==== GIVEN PASSAGE ====

The GitHub Actions workflow does this automatically on push to `main`.

### Rotating JWT_SECRET

All active admin sessions will be invalidated immediately. Provider API keys are **not** affected.

1. Stop the app
2. Update `JWT_SECRET` in `.env`
3. Start the app — all users must log in again

### Rotating ENCRYPTION_KEY

⚠️ **This is destructive.** All saved provider API keys will become undecryptable.

1. Export all provider configs before rotating
2. Update `ENCRYPTION_KEY`
3. Restart — re-enter all provider API keys via the admin UI

---

## Troubleshooting

**Setup wizard doesn't appear**
→ The app detects an existing admin user. If starting fresh, run `just dev-clean` to wipe the DB.

**Provider connection fails ("Could not reach provider")**
→ Use the "Check Connection" button — it runs a detailed probe and shows exactly which URL/path failed. Common causes: wrong base URL (should not include `/v1`), wrong API key, SSL certificate issues (enable "Skip SSL" for self-signed certs).

**"Cannot read properties of undefined (reading 'toLowerCase')"on Models page**
→ A provider is missing the `providerName` field. Re-save the provider in the admin UI to trigger model re-discovery.

**Charts show no data on dashboard**
→ Analytics are written asynchronously. Wait for a few requests to complete, then refresh. If still empty, check `LOG_LEVEL=debug` for analytics errors.

**Context overflow / model escalation not working**
→ Ensure the provider's models have `contextWindow` values in the model registry. Models with no context window set will not trigger auto-upgrade.

**LDAP login fails**
→ Check the LDAP config in Settings → LDAP. The `bindDN` user needs read access to the user search base. Enable `debug` log level to see the full LDAP bind attempt.

---

## Documentation

| Document | Contents |
|---|---|
| [docs/getting-started.md](docs/getting-started.md) | Installation, setup wizard, first tenant, production deployment |
| [docs/architecture.md](docs/architecture.md) | System overview, request flow, directory structure, security, RBAC |
| [docs/routing.md](docs/routing.md) | Full routing pipeline: signal extraction, override rules, LLM classifier, categories, presets, model selection |
| [docs/providers.md](docs/providers.md) | Provider types, connection testing, model discovery, adapters, model registry |
| [docs/tenants.md](docs/tenants.md) | Tenant config, API key lifecycle, model access control, routing config, self-service portal |
| [docs/analytics.md](docs/analytics.md) | Cost tracking, token stats, dashboard metrics, Prometheus |
| [docs/api-reference.md](docs/api-reference.md) | All gateway and admin API endpoints with request/response examples |
| [docs/operations.md](docs/operations.md) | Production deployment: scaling, capacity planning, nginx config, security hardening, backup, upgrades |
| [CHANGELOG.md](CHANGELOG.md) | Version history |

---

## License

Licensed under the **Apache License 2.0**.

See [LICENSE](./LICENSE) for details.

==== PROVIDED RECORDS ====

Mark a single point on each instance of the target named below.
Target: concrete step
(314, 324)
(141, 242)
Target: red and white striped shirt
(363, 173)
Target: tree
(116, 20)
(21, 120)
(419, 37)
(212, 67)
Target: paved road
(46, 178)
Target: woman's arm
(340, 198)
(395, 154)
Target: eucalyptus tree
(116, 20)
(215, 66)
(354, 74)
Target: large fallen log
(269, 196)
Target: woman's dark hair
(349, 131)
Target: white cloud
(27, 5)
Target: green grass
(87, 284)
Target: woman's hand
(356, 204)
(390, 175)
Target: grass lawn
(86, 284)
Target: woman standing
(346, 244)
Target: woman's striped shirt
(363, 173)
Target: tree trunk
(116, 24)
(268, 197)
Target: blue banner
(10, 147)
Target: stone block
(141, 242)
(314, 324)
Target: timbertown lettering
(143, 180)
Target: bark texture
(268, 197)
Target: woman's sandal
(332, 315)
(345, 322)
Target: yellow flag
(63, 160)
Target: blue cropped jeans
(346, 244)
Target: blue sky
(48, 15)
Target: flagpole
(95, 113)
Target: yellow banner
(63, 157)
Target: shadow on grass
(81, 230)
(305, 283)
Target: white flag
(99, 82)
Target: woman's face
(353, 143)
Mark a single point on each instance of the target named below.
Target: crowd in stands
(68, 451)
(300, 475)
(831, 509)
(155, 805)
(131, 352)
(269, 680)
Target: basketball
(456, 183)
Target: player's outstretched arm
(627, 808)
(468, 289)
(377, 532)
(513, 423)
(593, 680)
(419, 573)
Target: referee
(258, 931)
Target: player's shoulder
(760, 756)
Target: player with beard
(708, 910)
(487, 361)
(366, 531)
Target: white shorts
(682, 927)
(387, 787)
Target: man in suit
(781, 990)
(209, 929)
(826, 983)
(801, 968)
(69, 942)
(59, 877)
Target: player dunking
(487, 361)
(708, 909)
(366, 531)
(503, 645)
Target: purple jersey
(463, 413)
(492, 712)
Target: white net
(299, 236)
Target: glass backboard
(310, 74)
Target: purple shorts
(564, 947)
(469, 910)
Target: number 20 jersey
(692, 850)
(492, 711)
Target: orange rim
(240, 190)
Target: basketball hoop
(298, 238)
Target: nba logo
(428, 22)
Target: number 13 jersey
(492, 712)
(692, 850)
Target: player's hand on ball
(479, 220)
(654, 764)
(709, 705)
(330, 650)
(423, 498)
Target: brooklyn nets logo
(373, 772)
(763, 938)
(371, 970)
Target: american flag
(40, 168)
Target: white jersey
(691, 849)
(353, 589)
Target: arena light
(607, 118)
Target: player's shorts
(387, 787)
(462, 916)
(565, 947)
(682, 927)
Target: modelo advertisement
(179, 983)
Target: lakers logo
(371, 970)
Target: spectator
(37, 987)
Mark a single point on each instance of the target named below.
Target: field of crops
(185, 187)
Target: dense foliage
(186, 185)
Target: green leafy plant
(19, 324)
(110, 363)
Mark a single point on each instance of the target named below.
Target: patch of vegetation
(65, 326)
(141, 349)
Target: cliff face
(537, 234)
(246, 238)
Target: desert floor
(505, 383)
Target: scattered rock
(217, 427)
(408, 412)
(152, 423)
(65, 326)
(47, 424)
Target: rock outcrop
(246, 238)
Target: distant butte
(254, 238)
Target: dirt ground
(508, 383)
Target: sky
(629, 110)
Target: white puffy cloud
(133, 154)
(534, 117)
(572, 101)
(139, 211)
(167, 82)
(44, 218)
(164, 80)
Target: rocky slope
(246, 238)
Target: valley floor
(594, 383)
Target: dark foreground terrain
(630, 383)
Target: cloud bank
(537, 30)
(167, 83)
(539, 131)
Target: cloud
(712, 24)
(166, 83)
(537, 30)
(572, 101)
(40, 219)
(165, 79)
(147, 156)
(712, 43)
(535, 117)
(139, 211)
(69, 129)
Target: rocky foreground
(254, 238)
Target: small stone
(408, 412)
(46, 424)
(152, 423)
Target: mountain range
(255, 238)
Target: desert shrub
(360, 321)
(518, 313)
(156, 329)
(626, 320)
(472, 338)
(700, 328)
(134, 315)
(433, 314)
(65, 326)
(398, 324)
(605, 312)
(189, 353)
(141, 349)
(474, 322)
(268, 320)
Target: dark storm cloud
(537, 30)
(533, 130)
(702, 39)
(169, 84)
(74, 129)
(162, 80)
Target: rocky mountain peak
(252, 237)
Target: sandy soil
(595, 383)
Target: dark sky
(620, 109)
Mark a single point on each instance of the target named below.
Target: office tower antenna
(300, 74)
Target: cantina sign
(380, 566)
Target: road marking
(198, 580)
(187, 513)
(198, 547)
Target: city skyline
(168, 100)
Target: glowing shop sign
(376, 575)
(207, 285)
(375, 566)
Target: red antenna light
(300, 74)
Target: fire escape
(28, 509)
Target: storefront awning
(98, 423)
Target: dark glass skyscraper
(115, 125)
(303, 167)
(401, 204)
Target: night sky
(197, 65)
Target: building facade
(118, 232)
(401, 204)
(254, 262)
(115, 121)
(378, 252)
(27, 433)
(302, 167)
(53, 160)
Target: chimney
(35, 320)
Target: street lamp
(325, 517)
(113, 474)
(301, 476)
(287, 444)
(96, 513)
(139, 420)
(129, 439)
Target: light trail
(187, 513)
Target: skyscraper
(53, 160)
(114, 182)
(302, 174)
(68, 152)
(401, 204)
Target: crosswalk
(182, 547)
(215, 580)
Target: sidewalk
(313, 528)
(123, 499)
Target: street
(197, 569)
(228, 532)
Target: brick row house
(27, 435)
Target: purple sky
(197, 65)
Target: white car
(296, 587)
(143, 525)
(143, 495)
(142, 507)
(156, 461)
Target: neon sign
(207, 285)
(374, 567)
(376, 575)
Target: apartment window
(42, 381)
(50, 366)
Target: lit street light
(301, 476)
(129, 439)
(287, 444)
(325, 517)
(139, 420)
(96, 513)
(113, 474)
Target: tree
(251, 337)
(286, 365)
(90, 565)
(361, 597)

====

→ WHAT YOU ARE ASKED TO DO:
Answer from the given passage:
1. Are provider API keys affected when JWT_SECRET is rotated?
2. What should a provider's base URL not include?
3. What license is the project under?
The listing is not needed here.

→ OUTPUT OF THE TASK:
1. No, provider API keys are not affected.
2. `/v1`
3. The Apache License 2.0.